#### QUOTED PASSAGE
++++++++++++++++++++

# Raptor Tools



## Ron (Jun 12, 2008)

I tried these close cutters today and got to tell you there better and a faster cutter compared to the general wire brand. Sizes 1/2" to 1", works on Cpvc also

The black color is not a great idea, can lose these fast under a house somewhere, guess one could spray paint this a bright color.

Raptor has some nice tools, too bad sold by fergies here. But that might be the only time I go there.


----------



## Bill (Jun 17, 2008)

Never tried them. But I do like the close quarters cutters though


----------



## piercekiltoff (Jul 22, 2009)

I kind of figured Fergie owned the Raptor brand, or just re-badged it from someone else.


----------



## M5Plumb (Oct 2, 2008)

I've got the 1" cutter and it is a lot quicker than the Gen's. :thumbsup::thumbsup::thumbsup:


Ron The Plumber said:


> I tried these close cutters today and got to tell you there better and a faster cutter compared to the general wire brand. Sizes 1/2" to 1", works on Cpvc also
> 
> The black color is not a great idea, can lose these fast under a house somewhere, guess one could spray paint this a bright color.
> 
> Raptor has some nice tools, too bad sold by fergies here. But that might be the only time I go there.


----------



## GREENPLUM (Jul 27, 2008)

General Pipe and Reed makes a better quailty model.


----------



## Cal (Jun 17, 2008)

++++++++++++++++++++

#### PROVIDED INFORMATION
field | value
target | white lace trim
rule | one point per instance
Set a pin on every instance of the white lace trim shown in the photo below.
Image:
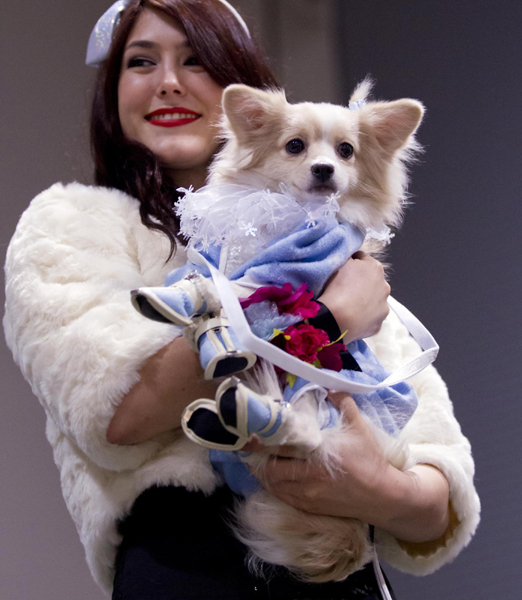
(244, 219)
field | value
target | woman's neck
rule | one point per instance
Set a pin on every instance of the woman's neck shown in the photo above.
(190, 177)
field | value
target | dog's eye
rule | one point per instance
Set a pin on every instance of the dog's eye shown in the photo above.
(345, 150)
(295, 146)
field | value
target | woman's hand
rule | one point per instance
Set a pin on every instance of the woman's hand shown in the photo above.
(357, 297)
(412, 506)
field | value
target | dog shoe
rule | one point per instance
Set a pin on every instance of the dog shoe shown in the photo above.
(178, 303)
(245, 413)
(220, 352)
(202, 425)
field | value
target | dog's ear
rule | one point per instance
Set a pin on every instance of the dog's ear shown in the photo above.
(393, 123)
(250, 111)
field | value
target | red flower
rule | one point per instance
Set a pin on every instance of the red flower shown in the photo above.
(297, 303)
(302, 341)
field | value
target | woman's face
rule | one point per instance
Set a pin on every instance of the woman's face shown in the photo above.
(166, 100)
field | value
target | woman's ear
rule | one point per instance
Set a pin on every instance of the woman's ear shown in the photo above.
(250, 110)
(392, 123)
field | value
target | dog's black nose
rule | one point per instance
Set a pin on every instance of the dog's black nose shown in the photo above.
(323, 172)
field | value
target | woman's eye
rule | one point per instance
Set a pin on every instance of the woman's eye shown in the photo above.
(295, 146)
(139, 62)
(345, 150)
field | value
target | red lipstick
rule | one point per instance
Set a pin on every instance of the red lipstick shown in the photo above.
(172, 117)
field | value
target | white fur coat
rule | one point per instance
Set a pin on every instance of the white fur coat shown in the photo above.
(75, 255)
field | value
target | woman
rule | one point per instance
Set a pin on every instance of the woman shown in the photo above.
(114, 384)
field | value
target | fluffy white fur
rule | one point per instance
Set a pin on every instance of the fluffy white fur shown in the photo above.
(75, 255)
(370, 182)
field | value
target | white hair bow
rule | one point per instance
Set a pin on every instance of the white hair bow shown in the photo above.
(103, 32)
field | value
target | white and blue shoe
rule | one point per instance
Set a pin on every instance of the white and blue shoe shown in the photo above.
(246, 413)
(202, 425)
(220, 352)
(177, 304)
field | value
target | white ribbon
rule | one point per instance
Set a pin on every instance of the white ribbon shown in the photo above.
(293, 365)
(103, 32)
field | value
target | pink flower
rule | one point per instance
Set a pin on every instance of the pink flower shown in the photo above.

++++++++++++++++++++

#### WHAT YOU NEED TO DO
From the Raptor Tools thread above, write out word for word the part that opens with the words containing "## Ron (Jun" and closes with "Bill (Jun 17, 2008)".

#### RESPONSE
## Ron (Jun 12, 2008)

I tried these close cutters today and got to tell you there better and a faster cutter compared to the general wire brand. Sizes 1/2" to 1", works on Cpvc also

The black color is not a great idea, can lose these fast under a house somewhere, guess one could spray paint this a bright color.

Raptor has some nice tools, too bad sold by fergies here. But that might be the only time I go there.


----------



## Bill (Jun 17, 2008)